Voici quelques lignes à propos d’un jeu qui a beaucoup fait parler de lui : Everdell. Son magnifique arbre trônant sur la table et le reste de son matériel y ont bien contribué à sa sortie. Nous avons pu en faire de nombreuses parties, voici un avis.
Pour commencer
Everdell est sorti en 2018, édité par Starling Games et distribué par Matagot en France. Créé par James A. Wilson et illustré par Andrew Bosley et Dann May. Il est conseillé à partir de 13 ans et donné pour des parties de 1 à 4 joueurs aux durées très variables. Le jeu nous propose de plonger au cœur du royaume forestier d’Everdell, au fin fond du royaume d’Everdell, où se trouve une petite ville habitée par des animaux forestiers et qui se développe et prospère à travers les âges.
Matériel et esthétique :
La première chose qui saute aux yeux est donc cet arbre en 3D et ce beau plateau arrondi. C’est vraiment magnifique, à tout point de vue. Malheureusement, cela n’aide pas à la visibilité du jeu.
Passé le coup de cœur du début, il est en réalité peu pratique de regarder les quatre cartes spéciales qui seront placées sur l’arbre, et les pions stockés dessus tomberont au premier coup de coude malencontreux. A deux joueurs, il est possible de se positionner du même côté de la table pour compenser ce problème, mais à trois ou quatre joueurs ? D’autant plus que l’aire de jeu d’un joueur est plutôt importante, avec quinze cartes posées devant soi en fin de partie. Bon, rien de grave, mais une part d’ergonomie a clairement été sacrifiée pour obtenir l’effet waouh. Oui, c’est magnifique. Mais ce n’est pas pratique. Pour le reste, les ressources sont magnifiques. Les petits rondins de bois, les baies roses agréables au toucher, les petites pépites de résine et les jolis galets donnent envie de jouer. Toutes les illustrations sont réussies et donnent une forte personnalité à l’ensemble. Bref, le matériel est très qualitatif, surtout pour le prix.
Thème et mécanique
Le but du jeu est de construire un petit village dans la forêt afin d’accueillir divers animaux, en posant devant soi une quinzaine de cartes au cours de la partie. Pour cela, il faudra trouver le bon équilibre entre points de victoire et production de ressources.
Everdell fait partie de ces jeux où l’on compte la moindre ressource, et où chaque tour se doit d’être millimétré. On jouera seulement 4 saisons qui seront autant de manches. Au fur et à mesure des saisons, les joueurs récupéreront des ouvriers. Au début, seulement 2 ouvriers, mais 6 à la dernière saison ! Ces ouvriers viendront se positionner sur les emplacements du plateau central, qui serviront principalement à récupérer des ressources, nécessaires pour payer la pose des cartes de son village.

__CONSIGNE__
Dans l'avis sur Everdell, recopiez le passage qui va de « Thème et mécanique » jusqu'à « de son village. » en changeant « ouvriers » en « travailleurs ».

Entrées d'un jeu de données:

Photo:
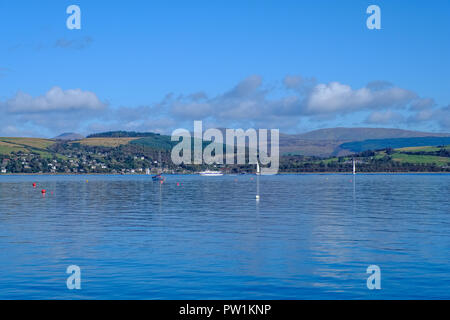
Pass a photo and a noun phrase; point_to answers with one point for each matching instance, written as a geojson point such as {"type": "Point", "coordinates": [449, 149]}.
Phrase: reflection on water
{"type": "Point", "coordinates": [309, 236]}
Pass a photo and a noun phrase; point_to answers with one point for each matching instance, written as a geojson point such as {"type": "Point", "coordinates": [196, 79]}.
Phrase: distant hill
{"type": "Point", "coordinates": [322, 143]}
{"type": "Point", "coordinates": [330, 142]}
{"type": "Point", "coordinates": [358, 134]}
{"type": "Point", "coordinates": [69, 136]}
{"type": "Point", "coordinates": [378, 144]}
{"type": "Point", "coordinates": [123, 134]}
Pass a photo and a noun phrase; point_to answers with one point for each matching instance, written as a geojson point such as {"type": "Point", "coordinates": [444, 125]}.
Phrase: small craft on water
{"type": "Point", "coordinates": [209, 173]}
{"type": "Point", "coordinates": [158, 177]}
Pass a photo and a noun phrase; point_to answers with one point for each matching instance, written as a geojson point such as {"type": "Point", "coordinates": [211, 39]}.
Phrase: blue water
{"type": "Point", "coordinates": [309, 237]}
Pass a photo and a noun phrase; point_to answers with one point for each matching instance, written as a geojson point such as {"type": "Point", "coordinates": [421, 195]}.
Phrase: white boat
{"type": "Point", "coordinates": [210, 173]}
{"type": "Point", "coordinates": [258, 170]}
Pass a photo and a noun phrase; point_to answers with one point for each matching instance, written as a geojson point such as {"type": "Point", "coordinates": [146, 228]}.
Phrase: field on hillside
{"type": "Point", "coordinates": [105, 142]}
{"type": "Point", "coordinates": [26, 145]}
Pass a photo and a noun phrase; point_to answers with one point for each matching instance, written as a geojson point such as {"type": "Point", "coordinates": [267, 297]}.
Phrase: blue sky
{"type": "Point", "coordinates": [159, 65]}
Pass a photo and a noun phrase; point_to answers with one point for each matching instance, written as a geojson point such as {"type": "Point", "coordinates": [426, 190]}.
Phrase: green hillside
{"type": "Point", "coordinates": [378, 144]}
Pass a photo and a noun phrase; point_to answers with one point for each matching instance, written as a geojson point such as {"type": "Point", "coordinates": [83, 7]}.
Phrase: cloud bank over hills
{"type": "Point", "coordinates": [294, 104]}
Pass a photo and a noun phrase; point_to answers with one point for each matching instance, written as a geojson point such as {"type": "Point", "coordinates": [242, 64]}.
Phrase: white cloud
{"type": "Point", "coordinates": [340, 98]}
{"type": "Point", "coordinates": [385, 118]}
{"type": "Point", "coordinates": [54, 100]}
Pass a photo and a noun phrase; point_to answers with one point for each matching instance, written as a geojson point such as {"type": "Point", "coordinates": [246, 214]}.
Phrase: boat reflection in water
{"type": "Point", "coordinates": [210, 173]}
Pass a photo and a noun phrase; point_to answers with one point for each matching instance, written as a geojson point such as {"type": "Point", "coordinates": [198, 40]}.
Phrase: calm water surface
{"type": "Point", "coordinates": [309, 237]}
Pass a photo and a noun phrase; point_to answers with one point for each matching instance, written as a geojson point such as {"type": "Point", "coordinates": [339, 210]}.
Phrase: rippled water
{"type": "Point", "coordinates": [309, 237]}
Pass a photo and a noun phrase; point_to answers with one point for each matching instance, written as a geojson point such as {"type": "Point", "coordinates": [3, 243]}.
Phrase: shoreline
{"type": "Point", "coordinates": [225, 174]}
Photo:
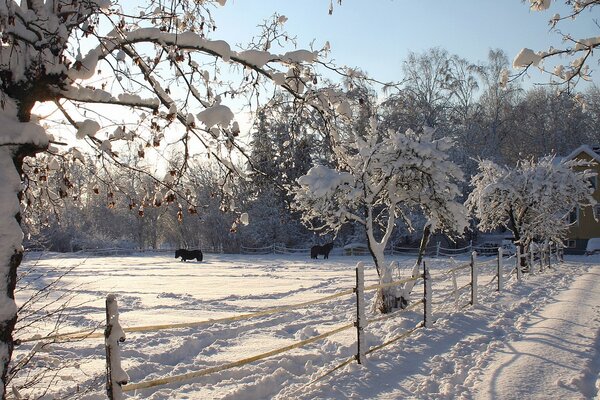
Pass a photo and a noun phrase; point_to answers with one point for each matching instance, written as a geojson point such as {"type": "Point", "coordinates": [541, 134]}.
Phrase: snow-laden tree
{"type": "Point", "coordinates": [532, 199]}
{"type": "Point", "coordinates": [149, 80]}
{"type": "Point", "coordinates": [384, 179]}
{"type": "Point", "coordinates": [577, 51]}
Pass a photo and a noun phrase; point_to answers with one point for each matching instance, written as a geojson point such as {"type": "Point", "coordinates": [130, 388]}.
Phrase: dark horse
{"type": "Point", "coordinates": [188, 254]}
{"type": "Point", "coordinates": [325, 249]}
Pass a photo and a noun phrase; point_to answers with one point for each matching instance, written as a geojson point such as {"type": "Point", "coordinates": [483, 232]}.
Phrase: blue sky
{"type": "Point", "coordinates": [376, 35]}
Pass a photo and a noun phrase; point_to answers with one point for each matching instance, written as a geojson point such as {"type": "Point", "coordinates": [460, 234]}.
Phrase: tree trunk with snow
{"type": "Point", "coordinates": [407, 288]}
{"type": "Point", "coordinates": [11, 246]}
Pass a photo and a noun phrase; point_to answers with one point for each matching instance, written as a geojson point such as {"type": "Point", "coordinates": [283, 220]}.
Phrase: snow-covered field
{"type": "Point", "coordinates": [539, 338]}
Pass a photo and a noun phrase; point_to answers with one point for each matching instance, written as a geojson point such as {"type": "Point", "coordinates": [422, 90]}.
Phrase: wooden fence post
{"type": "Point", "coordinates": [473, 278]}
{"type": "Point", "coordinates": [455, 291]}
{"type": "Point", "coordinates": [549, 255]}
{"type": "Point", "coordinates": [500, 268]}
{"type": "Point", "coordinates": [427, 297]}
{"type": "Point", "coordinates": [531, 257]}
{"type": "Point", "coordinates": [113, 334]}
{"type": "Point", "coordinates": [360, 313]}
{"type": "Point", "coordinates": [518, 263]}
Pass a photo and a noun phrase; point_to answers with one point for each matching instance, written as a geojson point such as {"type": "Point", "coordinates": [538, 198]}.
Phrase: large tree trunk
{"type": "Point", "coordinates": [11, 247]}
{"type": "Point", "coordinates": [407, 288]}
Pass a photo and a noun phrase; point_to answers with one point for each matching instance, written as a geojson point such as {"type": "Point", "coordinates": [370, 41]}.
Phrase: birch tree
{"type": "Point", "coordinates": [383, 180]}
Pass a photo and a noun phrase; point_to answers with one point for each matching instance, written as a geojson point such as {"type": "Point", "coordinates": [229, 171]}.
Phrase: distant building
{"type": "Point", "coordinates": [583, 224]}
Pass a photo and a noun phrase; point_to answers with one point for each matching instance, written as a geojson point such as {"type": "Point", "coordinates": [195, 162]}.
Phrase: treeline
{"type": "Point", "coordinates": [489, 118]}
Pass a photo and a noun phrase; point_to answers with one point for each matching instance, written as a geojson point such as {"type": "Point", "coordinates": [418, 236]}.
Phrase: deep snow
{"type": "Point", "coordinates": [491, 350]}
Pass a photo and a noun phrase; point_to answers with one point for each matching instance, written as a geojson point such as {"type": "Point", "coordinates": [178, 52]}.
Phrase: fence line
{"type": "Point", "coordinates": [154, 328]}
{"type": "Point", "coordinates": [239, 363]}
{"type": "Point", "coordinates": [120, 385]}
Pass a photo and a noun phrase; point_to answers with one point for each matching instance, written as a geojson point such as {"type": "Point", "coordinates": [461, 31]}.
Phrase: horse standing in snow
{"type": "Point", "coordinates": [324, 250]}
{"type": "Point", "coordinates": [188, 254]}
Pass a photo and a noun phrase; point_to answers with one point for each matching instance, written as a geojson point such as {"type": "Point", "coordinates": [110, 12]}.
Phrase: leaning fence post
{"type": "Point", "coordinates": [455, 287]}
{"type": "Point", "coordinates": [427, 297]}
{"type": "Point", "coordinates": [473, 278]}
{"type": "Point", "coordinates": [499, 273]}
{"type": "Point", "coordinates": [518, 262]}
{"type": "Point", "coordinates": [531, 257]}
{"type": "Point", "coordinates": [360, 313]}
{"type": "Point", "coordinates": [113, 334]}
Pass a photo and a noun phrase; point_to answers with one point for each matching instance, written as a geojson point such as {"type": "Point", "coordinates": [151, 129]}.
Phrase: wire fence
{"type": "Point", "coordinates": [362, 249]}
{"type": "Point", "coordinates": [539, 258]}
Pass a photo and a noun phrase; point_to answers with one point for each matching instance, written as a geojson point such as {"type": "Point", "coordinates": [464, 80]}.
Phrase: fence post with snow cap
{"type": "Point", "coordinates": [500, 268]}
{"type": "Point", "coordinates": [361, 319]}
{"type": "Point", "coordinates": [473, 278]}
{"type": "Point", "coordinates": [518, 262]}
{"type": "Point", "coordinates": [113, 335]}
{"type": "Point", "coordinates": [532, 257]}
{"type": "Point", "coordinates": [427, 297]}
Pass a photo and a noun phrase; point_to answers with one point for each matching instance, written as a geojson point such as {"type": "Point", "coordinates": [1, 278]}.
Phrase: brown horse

__RÉPONSE__
Thème et mécanique
Le but du jeu est de construire un petit village dans la forêt afin d’accueillir divers animaux, en posant devant soi une quinzaine de cartes au cours de la partie. Pour cela, il faudra trouver le bon équilibre entre points de victoire et production de ressources.
Everdell fait partie de ces jeux où l’on compte la moindre ressource, et où chaque tour se doit d’être millimétré. On jouera seulement 4 saisons qui seront autant de manches. Au fur et à mesure des saisons, les joueurs récupéreront des travailleurs. Au début, seulement 2 travailleurs, mais 6 à la dernière saison ! Ces travailleurs viendront se positionner sur les emplacements du plateau central, qui serviront principalement à récupérer des ressources, nécessaires pour payer la pose des cartes de son village.